[Source]:

________________________________________

## Tuesday, May 16, 2017

### Integer division is slow

The CppCon 2016 talk “I Just Wanted a Random Integer!” benchmarks randomization functionality from the C++ standard library (using GCC 5.1). There is one surprising result — the loop
std::random_device entropySource;
std::mt19937 randGenerator(entropySource());
std::uniform_int_distribution<int> theIntDist(0, 99);

for (int i = 0; i < 1000000000; i++) {
volatile auto r = theIntDist(randGenerator);
}

need 23.4 seconds to run while
std::random_device entropySource;
std::mt19937 randGenerator(entropySource());

for (int i = 0; i < 1000000000; i++) {
std::uniform_int_distribution<int> theIntDist(0, 99);
volatile auto r = theIntDist(randGenerator);
}

run in 5.1 seconds. But the latter should intuitively be slower as it does more in the loop...

### Code expansion

The functionality in the standard library is implemented using template magic, but the compiler’s view of the code after inlining and basic simplification is that
std::uniform_int_distribution<int> theIntDist(0, 99);

is just defining and initializing a structure
struct {
int a, b;
} theIntDist;
theIntDist.a = 0;
theIntDist.b = 99;

while the call
volatile auto r = theIntDist(randGenerator);

is expanded to the equivalent of
uint64_t ret;
uint64_t urange = theIntDist.b - theIntDist.a;
if (0xffffffff > urange) {
const uint64_t uerange = urange + 1;
const uint64_t scaling = 0xffffffff / uerange;
const uint64_t past = uerange * scaling;
do {
ret = mersenne_twister_engine(randGenerator);
} while (ret >= past);
ret /= scaling;
} else {
...
uniform_int_distribution(&theIntDist, randGenerator);
...
ret = ...
}
volatile int r = ret + theIntDist.a;

where I have used ... for code that is not relevant for the rest of the discussion.

________________________________________

[Extracted records]:
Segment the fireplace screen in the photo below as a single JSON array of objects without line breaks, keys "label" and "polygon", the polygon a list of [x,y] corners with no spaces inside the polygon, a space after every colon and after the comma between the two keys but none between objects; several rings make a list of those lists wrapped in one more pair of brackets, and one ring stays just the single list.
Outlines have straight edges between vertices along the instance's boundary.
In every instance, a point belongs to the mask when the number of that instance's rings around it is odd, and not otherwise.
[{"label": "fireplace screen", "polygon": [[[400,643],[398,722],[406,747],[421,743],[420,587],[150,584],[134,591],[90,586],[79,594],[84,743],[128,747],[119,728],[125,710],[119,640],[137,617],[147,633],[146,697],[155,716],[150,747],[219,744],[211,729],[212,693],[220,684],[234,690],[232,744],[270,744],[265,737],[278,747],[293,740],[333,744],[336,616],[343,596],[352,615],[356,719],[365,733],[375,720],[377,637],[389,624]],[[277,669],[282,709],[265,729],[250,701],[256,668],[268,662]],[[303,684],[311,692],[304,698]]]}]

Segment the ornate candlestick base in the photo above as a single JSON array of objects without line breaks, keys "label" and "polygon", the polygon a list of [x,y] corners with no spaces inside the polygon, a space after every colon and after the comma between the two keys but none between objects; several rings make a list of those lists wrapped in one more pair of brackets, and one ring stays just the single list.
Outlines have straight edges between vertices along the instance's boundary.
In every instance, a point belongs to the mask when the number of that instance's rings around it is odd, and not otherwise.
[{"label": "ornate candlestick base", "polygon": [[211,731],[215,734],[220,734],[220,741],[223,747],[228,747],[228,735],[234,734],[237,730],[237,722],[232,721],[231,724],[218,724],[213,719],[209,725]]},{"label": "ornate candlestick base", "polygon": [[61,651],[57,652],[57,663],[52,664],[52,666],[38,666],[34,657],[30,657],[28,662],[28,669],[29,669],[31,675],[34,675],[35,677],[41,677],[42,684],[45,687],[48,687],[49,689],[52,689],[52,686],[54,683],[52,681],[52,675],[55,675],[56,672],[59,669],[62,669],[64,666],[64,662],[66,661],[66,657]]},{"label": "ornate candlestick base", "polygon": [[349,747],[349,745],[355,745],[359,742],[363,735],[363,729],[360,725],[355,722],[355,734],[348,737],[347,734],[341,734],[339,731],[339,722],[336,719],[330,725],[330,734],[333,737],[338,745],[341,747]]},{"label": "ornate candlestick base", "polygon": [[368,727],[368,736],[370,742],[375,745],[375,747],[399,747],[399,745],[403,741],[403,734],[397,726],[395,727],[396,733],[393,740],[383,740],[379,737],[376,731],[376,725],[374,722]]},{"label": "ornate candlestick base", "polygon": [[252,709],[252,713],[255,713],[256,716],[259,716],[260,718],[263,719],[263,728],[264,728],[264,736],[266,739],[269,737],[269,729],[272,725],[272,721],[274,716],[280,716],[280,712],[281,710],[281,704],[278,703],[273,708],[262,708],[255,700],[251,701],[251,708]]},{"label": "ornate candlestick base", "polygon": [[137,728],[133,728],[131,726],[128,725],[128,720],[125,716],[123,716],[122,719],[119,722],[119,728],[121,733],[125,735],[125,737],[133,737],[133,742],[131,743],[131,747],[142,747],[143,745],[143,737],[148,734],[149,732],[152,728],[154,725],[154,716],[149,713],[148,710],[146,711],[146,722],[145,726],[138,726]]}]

________________________________________

[What to do]:
Pick up the post on slow integer division after its final sentence and keep writing it.

[Final result]:
### Optimization differences

It is now easy to see why the second case is faster — creating theIntDist in the loop makes it trivial for the compiler to determine that urange has the value 99, and the code simplifies to
uint64_t ret;
do {
ret = mersenne_twister_engine(randGenerator);
} while (ret >= 4294967200);
ret /= 42949672;
volatile int r = ret;

This simplification is not possible when theIntDist is created outside of the loop — the compiler sees that the loop calls uniform_int_distribution with a reference to theIntDist, so it must assume that the value of theIntDist.a and theIntDist.b may change during the execution and can therefore not do the constant folding. The function does, however, not modify theIntDist, so both versions of the program do the same work, but the slow version needs to do one extra comparison/branch and a few extra arithmetic instructions for each loop iteration.

### The cost of division

The mersenne_twister_engine is not a big function, but it is not trivial — it executes about 40 instructions — so it is surprising that adding a few instructions to the loop makes the program four times slower. I described a similar case in a previous blog post where the problem were due to branch mis-prediction, but the branch is perfectly predicted in  this example.

The reason here is that the slow loop need to do an integer division instruction when calculating scaling, and integer division is expensive — Agner Fog’s instruction tables says that the 64-bit division may need up to 103 cycles on the Broadwell microarchitecture! This usually does not matter too much for normal programs as as the compiler tries to move the division instructions so that they have as much time as possible to execute before the result is needed, and the CPU can in general continue executing other instructions out of order while waiting for the result of the division. But it does make a big difference in this kind of micro-benchmarks as the compiler cannot move the division earlier, and the CPU runs out of work to do out of order as the mersenne_twister_engine function executes much faster than the division.

1. If a compiler wouldn't be able to do anything else useful while waiting for integer division results, could a user-written routine outperform the hardware-divide instruction? A 64-bit division would seem long enough that even if a little setup would be needed to allow eight bits of quotient to be computed per successive-approximation step, reducing the number of iterative steps from 64 to 8 could pay off.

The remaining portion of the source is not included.